The meetings held under Rajiv Gandhi and Chandra Shekhar were, therefore, confined to asking Pakistan to extend mutual legal assistance as required under the Interpol by handing over the hijackers for trial and prosecution in India and to stop training and arming Khalistani terrorists in Pakistani territory.

Pakistan admitted the presence of the hijackers in its territory.

It could not have denied it because the whole world had watched the arrival of the hijacked aircraft in Lahore and the pictures of the hijackers on the television screen.

However, it refused to hand them over to India. Islamabad contended that under the International Civil Aviation Conventions relating to hijacking, it was its responsibility to prosecute and try the hijackers. It claimed it was doing so.

It did hold a sham trial in which they were convicted and sentenced to imprisonment, but instead of sending them to jail, it allowed them to live in the Nankana Sahib gurudwara in Lahore.

◆ Data:
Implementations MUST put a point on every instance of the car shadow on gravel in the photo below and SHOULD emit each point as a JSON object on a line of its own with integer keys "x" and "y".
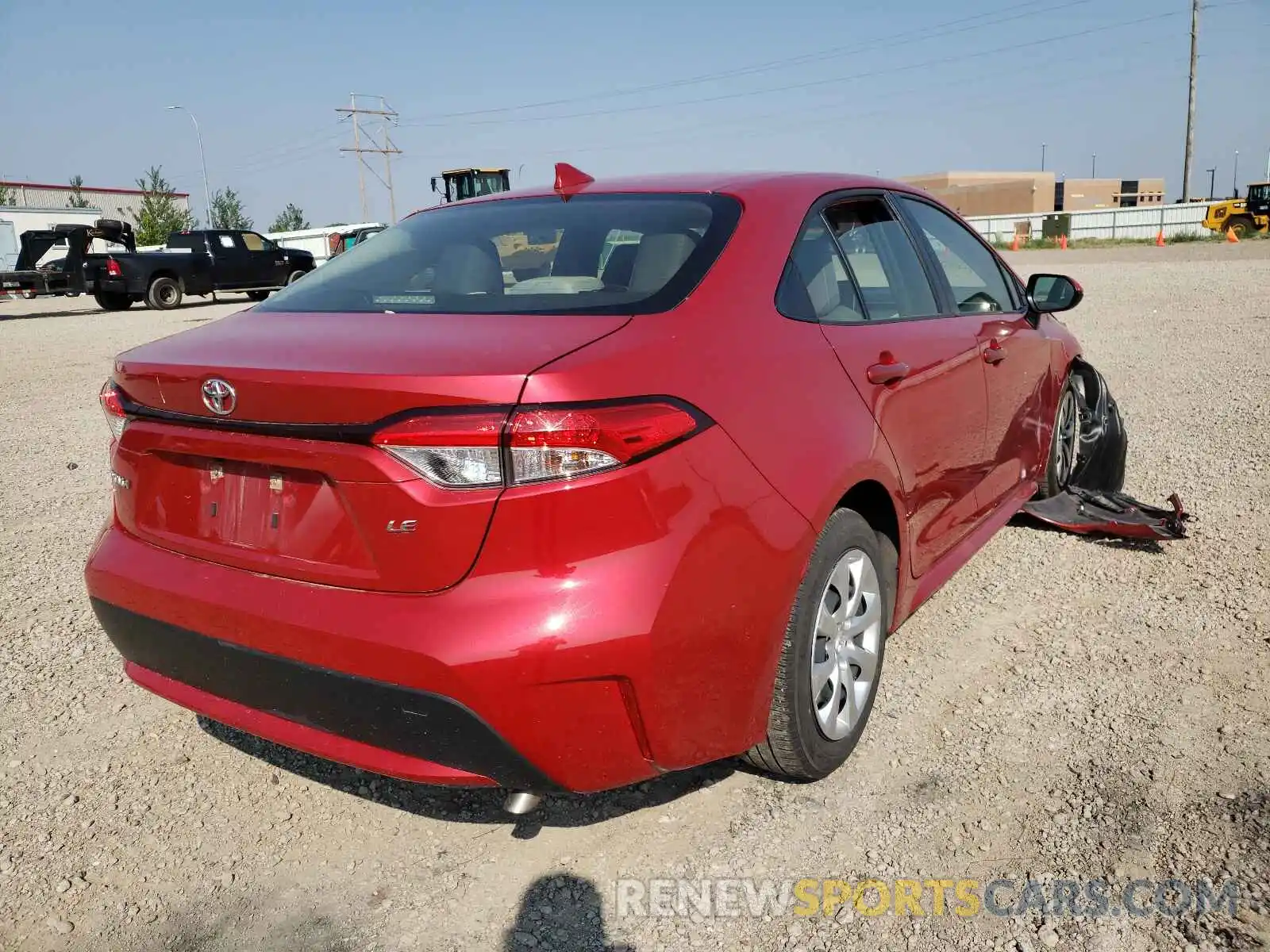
{"x": 480, "y": 805}
{"x": 6, "y": 317}
{"x": 563, "y": 913}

◆ Exercise set:
1 > In the passage on the hijackers, where did Pakistan allow the convicted hijackers to live?
2 > Summarize the passage on the hijackers in two sentences.
3 > Extend the passage on the hijackers, starting after its final sentence.
The lines after the text are separate material.

◆ Results of the tasks:
1 > In the Nankana Sahib gurudwara in Lahore.

2 > The meetings under Rajiv Gandhi and Chandra Shekhar asked Pakistan to hand over the hijackers for trial in India and to stop training and arming Khalistani terrorists on its territory. Pakistan admitted the hijackers were there but refused to surrender them, claiming the right to try them itself, and after a sham trial it let them live in a Lahore gurudwara instead of sending them to jail.

3 >
Pakistan totally denied the presence of Lal Singh and Parmar in its territory or of training camps for the Khalistani terrorists. The only outcome of this exercise was that the ISI pushed back into India four Sikh deserters of the Indian Army, who had crossed over into Pakistan and sought asylum.

After peremptorily dismissing Indian complaints and requests, the Pakistani authorities presented to the Indian officials what they described as a detailed dossier on alleged Indian sponsorship of terrorism in Sindh.

The Pakistani authorities manipulated the discussions in such a manner that most of the time was taken away by their dossier. At that time, the movement for an independent Sindhu Desh led by the late G M Syed was in full swing all over Sindh. The Pakistan Army was having difficulty in controlling it.

The ISI gave a copy of this dossier to Hussain Haqqani, then a journalist close to the Pakistani intelligence and now an academic living in the US, and asked him to go to India and persuade India Today to publish it.

Haqqani came to India, contacted an India Today journalist and requested him to have it published. He also promised more details. The journalist contacted RAW and asked for its comments.

RAW pointed out to him that the dossier had been fabricated by the ISI in order to divert attention from India's complaints relating to Khalistani terrorism. It was not published by the magazine.

Hussain Haqqani also contacted a number of old Indian friends of Benazir Bhutto, who had studied with her in the UK and the US, and allegedly made enquiries about her personal life and her contacts in India.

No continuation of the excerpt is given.